--- Text excerpt Enclosed Below ---
As a record number of firms trade hands, buyers are increasingly seeing companies on the block passing off Covid-related revenue surges as normalized earnings. Diligence efforts now revolve around understanding the reliability of earnings. “Some companies have seen a Covid bump, actually,” says Bain Capital Credit’s Michael Ewald, noting that targets are now saying “’Our last twelve months might be higher but for being shut down for a month.’ They’re arguing we’re going to stay high, so that’s what we’re keeping an eye out on.”
It’s a sentiment shared across industries. Traub Capital Partners’ co-founder Brian Crosby notes that consumer sector firms are marketing themselves off of peak earnings driven by supermarket binges, while restaurants remained shuttered. And an uptick in valuations across industries suggests multiple expansion is widespread.
--- End of Enclosed Text excerpt ---
--- Record excerpts Enclosed Below ---
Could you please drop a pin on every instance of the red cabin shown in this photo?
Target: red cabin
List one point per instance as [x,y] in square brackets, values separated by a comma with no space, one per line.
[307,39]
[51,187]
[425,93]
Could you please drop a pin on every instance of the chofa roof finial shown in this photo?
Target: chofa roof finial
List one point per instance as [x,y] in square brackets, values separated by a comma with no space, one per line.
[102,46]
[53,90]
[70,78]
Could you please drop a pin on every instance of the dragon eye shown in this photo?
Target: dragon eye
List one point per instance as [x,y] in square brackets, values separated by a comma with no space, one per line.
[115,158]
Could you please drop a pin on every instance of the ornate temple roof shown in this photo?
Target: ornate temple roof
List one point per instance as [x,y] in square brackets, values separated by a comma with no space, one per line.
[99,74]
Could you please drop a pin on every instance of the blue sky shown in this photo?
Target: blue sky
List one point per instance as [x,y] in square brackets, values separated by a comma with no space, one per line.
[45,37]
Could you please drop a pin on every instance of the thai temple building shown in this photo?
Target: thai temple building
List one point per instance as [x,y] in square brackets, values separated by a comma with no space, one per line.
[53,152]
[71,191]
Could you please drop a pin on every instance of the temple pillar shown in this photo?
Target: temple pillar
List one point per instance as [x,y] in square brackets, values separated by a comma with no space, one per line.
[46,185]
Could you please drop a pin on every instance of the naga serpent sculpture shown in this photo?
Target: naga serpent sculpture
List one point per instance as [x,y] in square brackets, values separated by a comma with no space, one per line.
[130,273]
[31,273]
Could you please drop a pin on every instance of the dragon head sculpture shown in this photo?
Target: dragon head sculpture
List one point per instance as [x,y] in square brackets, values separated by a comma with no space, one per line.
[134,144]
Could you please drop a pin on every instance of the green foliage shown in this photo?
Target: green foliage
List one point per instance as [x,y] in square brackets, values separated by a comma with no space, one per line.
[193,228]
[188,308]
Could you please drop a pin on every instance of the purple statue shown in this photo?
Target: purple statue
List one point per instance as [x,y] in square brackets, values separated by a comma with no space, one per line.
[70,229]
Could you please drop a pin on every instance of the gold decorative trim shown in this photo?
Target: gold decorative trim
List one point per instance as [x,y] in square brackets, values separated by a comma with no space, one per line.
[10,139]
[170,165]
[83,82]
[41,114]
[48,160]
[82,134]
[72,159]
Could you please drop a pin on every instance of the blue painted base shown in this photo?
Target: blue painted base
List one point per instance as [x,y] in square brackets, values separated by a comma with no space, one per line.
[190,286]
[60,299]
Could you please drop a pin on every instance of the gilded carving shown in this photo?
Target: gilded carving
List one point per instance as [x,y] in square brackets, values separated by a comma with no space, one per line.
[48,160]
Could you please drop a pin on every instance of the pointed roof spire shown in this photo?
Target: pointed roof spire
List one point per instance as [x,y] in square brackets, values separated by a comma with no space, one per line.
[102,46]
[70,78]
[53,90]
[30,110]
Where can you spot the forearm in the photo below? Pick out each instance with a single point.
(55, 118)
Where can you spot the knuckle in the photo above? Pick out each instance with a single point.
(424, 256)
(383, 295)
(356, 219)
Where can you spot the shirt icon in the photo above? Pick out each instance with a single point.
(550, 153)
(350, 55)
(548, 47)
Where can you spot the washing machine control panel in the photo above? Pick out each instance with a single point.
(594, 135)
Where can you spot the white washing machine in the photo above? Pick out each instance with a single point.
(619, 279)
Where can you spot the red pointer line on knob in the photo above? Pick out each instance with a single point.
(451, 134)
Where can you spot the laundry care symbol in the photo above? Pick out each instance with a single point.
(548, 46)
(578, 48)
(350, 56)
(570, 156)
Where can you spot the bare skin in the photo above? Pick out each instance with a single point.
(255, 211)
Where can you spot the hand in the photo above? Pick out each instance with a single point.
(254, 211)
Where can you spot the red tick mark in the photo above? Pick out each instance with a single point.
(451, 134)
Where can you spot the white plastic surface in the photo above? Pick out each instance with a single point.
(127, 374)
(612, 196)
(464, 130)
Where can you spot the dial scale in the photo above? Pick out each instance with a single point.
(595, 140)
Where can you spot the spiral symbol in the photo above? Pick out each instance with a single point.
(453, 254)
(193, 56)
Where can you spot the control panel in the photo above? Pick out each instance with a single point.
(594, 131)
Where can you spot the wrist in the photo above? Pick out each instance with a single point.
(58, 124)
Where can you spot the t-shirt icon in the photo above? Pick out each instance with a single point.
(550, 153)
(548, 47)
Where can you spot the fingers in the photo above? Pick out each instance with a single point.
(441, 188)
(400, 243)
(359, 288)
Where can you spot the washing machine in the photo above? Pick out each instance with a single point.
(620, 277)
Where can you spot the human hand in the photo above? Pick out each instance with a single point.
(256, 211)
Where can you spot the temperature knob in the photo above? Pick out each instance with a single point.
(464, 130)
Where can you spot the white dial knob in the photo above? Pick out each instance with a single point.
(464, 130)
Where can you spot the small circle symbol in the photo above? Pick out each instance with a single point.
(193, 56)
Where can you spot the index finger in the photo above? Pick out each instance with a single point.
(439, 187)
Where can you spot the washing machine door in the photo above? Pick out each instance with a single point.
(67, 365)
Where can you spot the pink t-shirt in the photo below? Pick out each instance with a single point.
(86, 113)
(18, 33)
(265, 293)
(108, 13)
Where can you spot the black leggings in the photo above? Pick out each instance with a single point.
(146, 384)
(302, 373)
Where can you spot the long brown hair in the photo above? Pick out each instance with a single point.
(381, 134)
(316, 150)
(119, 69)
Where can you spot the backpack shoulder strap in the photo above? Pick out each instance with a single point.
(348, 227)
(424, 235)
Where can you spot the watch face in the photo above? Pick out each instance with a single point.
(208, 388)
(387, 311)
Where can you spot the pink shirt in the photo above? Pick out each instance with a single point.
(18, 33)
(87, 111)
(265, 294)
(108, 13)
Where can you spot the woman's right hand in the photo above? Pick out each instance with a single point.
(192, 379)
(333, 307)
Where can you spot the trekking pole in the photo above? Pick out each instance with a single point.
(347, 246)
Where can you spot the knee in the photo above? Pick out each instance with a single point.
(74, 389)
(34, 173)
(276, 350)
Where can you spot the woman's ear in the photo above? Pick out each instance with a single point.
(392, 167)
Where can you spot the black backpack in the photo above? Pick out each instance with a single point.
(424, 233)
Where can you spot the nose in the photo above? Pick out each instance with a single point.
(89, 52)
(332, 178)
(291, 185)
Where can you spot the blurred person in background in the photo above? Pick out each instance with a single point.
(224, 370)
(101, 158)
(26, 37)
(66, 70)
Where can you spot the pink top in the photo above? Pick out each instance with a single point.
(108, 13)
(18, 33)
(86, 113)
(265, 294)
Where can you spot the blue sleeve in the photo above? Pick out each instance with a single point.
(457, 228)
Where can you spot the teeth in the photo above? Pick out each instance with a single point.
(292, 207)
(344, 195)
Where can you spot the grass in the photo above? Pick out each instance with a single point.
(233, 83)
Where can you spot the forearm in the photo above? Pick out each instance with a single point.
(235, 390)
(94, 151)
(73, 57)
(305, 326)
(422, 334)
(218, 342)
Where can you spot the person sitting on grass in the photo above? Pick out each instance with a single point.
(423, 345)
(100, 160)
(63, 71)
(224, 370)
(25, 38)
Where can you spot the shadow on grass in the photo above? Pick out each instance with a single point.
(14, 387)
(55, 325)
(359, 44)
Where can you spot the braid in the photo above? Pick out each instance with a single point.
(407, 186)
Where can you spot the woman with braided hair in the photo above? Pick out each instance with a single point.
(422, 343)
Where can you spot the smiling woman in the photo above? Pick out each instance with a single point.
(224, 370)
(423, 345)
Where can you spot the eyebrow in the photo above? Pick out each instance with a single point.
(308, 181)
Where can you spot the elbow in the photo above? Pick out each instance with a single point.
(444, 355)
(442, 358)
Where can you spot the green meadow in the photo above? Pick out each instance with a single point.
--- End of Enclosed Record excerpts ---
Assigned task A:
Please copy the Covid earnings text from "It’s a sentiment" up to and including "expansion is widespread.", swapping "supermarket binges" for "grocery stockpiling".
Assigned task B:
Carry on the Covid earnings text from its last sentence.
You won't need the rows above.

Task response A:
It’s a sentiment shared across industries. Traub Capital Partners’ co-founder Brian Crosby notes that consumer sector firms are marketing themselves off of peak earnings driven by grocery stockpiling, while restaurants remained shuttered. And an uptick in valuations across industries suggests multiple expansion is widespread.

Task response B:
“There have always been Ebitda adjustments,” Ewald notes, putting the trend in context. But the rush of companies coming to market does appear to have inspired a wave of pitches around a new definition of ‘normalized’ earnings.
That might be another motivation in the rise of earnouts in merger agreements. Instead of mitigating pandemic-related earnings gaps or labor shortage setbacks, the contracts could be deployed to insulate buyers from inflated figures. Grant Thornton’s national managing partner for M&A Elliot Findlay told us respondents to his firm’s dealmaker survey expect a “significant increase” in earnout-related disputes.
Meanwhile, dealmakers continue to exercise increased scrutiny despite the deluge of deals.